> Problem set:
**a)** Check each statement against the Custom Vision post below and answer yes or no, quoting the words of the post that decide it: (i) CoreML is a feature introduced in iOS 11. (ii) Models run through CoreML require a network connection. (iii) The iOS app was written in Swift.
**b)** Pull out the passage of the Custom Vision post below from "The only trick" up to and including "what you want.", copying it word for word.

start Excerpt

TL;DR I used Microsoft’s Custom Vision service to train a CoreML model and wrote an iOS app in Xamarin to execute it in less than two hours. It has a loose tie-in with a popular television show. Code on GitHub. You can hear James and I discuss this on Merge Conflict.

Machine Learning Is Easy Now?

Microsoft released a webapp called Custom Vision as a part of their Azure Cognitive Services. While Microsoft has been a player in machine learning for awhile now, this new service is special for one reason: it can export CoreML models.

CoreML is a new feature of iOS 11 that enables apps to execute neural networks (and other ML models) locally on the device. While this has always been possible, Apple made execution easy.

All you need is a trained model and all of a sudden your app can do fancy AI tricks - all locally without needing a network connection and without sharing information with third parties.

The only trick is that you need to train a model. While there are certainly pre-trained models online that you can download, chances are they won’t do exactly what you want.

end Excerpt
start Given data

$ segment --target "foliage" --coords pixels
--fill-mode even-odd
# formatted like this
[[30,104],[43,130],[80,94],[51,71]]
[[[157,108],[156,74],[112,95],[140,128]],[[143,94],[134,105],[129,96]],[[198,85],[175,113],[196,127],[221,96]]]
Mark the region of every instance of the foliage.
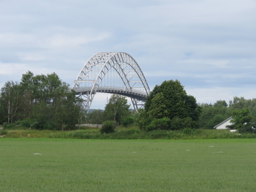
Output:
[[8,81],[5,83],[1,89],[1,121],[6,120],[8,123],[15,121],[17,118],[18,110],[22,102],[20,86],[18,82]]
[[122,118],[122,124],[125,126],[133,124],[135,122],[135,118],[132,115]]
[[193,121],[192,118],[187,117],[186,118],[174,118],[170,122],[171,130],[178,130],[184,128],[195,129],[198,127],[197,122]]
[[170,120],[168,117],[154,119],[150,124],[146,126],[146,130],[148,131],[158,129],[169,130],[170,121]]
[[111,120],[106,121],[102,125],[100,132],[101,133],[112,133],[115,131],[116,125],[116,122],[115,121]]
[[200,104],[202,112],[198,120],[199,128],[213,129],[217,125],[232,115],[232,110],[225,100],[217,101],[214,104]]
[[86,121],[90,124],[100,124],[104,121],[103,111],[100,109],[94,110],[87,114]]
[[256,133],[256,127],[252,122],[252,117],[248,108],[242,110],[236,110],[232,113],[232,118],[230,122],[232,126],[240,133],[250,132]]
[[[156,85],[147,98],[145,110],[140,112],[138,123],[140,128],[148,130],[194,128],[192,124],[198,120],[201,112],[201,107],[195,98],[187,94],[179,81],[164,81],[160,85]],[[187,122],[188,118],[193,123]],[[170,122],[173,119],[172,128]],[[177,121],[177,119],[182,120]],[[178,128],[178,125],[174,125],[184,120]]]
[[104,114],[105,119],[121,123],[122,118],[130,114],[129,109],[130,105],[127,104],[127,100],[125,96],[112,94],[105,107]]
[[55,73],[34,76],[29,71],[19,84],[8,82],[1,89],[0,123],[21,120],[26,127],[40,130],[74,129],[82,110],[76,93],[69,89]]

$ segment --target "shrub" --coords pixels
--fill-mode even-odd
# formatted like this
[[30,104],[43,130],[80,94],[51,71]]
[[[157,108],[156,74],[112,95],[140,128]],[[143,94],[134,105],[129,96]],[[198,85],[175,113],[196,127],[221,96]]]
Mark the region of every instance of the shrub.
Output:
[[100,132],[101,133],[112,133],[115,131],[116,126],[116,122],[114,121],[108,120],[103,123],[101,126]]
[[8,132],[5,129],[2,129],[0,131],[0,135],[5,135],[8,133]]
[[170,129],[170,119],[167,117],[155,119],[146,127],[146,128],[148,131],[154,129],[168,130]]
[[197,122],[193,121],[192,118],[174,118],[170,121],[170,128],[172,130],[178,130],[184,128],[195,129],[198,127]]
[[26,119],[20,121],[20,124],[24,127],[29,128],[30,126],[30,120],[29,119]]
[[135,121],[135,118],[132,116],[129,116],[122,118],[122,124],[124,126],[132,124]]

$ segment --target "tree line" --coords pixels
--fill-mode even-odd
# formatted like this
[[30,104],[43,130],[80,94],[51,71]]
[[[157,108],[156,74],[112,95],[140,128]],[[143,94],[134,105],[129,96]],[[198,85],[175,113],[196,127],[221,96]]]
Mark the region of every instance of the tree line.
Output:
[[0,124],[20,121],[38,129],[73,129],[82,120],[76,93],[55,73],[34,76],[28,71],[20,82],[6,82],[1,89]]
[[229,104],[222,100],[198,104],[177,80],[156,85],[138,113],[130,107],[125,97],[112,94],[104,110],[94,110],[84,118],[81,101],[56,74],[34,76],[29,71],[20,82],[8,81],[2,88],[0,124],[19,121],[33,128],[64,130],[86,122],[102,124],[104,132],[120,125],[150,131],[212,129],[232,116],[228,128],[254,132],[256,127],[256,99],[235,96]]

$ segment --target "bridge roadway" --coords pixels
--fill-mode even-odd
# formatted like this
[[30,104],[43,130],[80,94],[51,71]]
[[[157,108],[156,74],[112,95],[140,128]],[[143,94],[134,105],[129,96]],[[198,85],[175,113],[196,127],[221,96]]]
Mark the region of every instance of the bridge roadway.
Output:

end Given data

> Written answers:
**a)**
(i) Yes: "CoreML is a new feature of iOS 11"
(ii) No: "all locally without needing a network connection"
(iii) No: "wrote an iOS app in Xamarin"

**b)**
The only trick is that you need to train a model. While there are certainly pre-trained models online that you can download, chances are they won’t do exactly what you want.